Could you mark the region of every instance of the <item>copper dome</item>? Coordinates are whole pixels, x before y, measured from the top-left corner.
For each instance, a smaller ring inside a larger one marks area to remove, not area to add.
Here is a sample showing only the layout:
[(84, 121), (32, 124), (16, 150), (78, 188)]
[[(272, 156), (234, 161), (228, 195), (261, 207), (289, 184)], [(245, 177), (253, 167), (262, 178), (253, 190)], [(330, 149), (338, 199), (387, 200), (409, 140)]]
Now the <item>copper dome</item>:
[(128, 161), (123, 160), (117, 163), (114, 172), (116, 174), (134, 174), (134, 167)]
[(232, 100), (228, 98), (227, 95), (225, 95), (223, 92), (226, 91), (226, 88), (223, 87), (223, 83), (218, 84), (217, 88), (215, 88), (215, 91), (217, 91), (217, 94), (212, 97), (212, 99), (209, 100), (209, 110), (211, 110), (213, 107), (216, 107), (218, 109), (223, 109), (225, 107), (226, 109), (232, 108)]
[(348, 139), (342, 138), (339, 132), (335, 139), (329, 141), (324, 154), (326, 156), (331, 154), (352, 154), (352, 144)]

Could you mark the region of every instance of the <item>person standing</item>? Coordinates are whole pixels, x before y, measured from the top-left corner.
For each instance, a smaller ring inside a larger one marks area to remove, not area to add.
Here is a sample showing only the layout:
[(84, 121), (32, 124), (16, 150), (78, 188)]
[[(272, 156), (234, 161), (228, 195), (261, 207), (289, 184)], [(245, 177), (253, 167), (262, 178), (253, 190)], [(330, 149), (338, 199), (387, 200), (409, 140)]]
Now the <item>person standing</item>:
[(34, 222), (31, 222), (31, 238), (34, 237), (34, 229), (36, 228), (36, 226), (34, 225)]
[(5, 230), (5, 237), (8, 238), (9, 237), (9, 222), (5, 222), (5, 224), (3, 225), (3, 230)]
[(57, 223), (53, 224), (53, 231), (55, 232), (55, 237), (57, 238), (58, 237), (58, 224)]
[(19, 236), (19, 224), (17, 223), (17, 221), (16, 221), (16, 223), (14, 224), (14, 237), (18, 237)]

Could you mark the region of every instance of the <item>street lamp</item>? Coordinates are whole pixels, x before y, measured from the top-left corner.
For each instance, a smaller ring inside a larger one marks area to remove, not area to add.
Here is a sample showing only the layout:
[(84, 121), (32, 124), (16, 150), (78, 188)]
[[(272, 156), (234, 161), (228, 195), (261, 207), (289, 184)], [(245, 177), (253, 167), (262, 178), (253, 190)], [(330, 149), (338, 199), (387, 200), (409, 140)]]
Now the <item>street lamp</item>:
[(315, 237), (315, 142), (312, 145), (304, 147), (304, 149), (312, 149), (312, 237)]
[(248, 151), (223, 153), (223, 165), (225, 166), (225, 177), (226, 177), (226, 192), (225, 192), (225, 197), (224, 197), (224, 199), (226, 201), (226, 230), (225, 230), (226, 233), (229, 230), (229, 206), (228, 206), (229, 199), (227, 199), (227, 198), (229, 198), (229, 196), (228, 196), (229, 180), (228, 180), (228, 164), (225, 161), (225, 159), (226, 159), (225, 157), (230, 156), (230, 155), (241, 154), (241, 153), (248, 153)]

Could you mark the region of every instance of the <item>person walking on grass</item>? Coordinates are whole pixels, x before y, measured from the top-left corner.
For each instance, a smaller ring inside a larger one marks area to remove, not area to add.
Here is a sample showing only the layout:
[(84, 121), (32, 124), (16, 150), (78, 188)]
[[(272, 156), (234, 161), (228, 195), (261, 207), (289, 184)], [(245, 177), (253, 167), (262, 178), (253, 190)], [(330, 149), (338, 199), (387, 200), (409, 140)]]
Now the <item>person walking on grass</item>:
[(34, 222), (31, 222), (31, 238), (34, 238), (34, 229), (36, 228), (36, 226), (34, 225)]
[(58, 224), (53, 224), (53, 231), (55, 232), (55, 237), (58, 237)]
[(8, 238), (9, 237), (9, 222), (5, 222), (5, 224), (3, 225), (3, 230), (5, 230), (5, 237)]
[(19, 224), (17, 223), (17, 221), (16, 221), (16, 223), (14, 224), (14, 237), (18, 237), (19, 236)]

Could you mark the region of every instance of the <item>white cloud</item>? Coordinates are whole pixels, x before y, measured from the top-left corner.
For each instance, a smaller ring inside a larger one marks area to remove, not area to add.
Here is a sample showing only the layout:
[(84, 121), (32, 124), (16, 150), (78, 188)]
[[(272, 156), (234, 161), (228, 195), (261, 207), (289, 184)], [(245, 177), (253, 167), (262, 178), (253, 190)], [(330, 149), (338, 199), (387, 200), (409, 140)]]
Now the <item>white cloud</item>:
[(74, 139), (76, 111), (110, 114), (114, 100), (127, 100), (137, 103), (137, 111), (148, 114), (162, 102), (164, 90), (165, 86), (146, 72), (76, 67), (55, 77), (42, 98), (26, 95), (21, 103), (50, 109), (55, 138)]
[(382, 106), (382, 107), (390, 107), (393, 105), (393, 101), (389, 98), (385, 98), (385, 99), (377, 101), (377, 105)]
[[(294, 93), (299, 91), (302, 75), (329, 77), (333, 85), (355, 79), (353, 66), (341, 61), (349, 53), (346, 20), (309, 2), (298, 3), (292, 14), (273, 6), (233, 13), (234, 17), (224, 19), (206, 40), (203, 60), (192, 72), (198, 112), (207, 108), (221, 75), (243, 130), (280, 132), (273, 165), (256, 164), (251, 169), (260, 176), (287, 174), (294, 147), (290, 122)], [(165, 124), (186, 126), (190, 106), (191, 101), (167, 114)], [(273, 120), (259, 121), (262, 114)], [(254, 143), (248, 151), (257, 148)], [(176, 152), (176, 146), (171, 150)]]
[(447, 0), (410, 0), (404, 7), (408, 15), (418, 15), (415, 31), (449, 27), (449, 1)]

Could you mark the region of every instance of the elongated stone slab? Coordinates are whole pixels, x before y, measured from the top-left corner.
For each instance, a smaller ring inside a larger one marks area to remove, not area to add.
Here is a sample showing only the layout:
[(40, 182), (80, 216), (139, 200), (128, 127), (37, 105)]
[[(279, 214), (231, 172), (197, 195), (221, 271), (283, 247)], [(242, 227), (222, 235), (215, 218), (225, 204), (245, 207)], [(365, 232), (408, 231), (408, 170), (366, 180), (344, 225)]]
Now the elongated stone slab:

....

◆ Work required
Print the part of the items that opens with the line containing "Could you mark the region of every instance of the <item>white" and closes with the line containing "101), (377, 105)]", with every character unchanged and both of those lines included.

◆ Response to this task
Could you mark the region of every instance of the <item>white cloud</item>? Coordinates are whole pixels, x before y, measured from the top-left corner.
For each instance, a smaller ring inside a larger one marks area to remove, not area to add.
Here is a sample showing only the layout:
[(84, 121), (32, 124), (16, 150), (78, 188)]
[[(272, 156), (234, 161), (228, 195), (261, 207), (289, 184)], [(245, 177), (253, 167), (262, 178), (253, 190)], [(330, 149), (338, 199), (387, 200), (409, 140)]]
Now the <item>white cloud</item>:
[(74, 139), (76, 111), (110, 114), (114, 100), (127, 100), (137, 103), (137, 111), (148, 114), (162, 102), (164, 90), (165, 86), (146, 72), (76, 67), (55, 77), (42, 98), (26, 95), (21, 103), (50, 109), (55, 138)]
[(382, 106), (382, 107), (390, 107), (393, 105), (393, 101), (389, 98), (385, 98), (385, 99), (377, 101), (377, 105)]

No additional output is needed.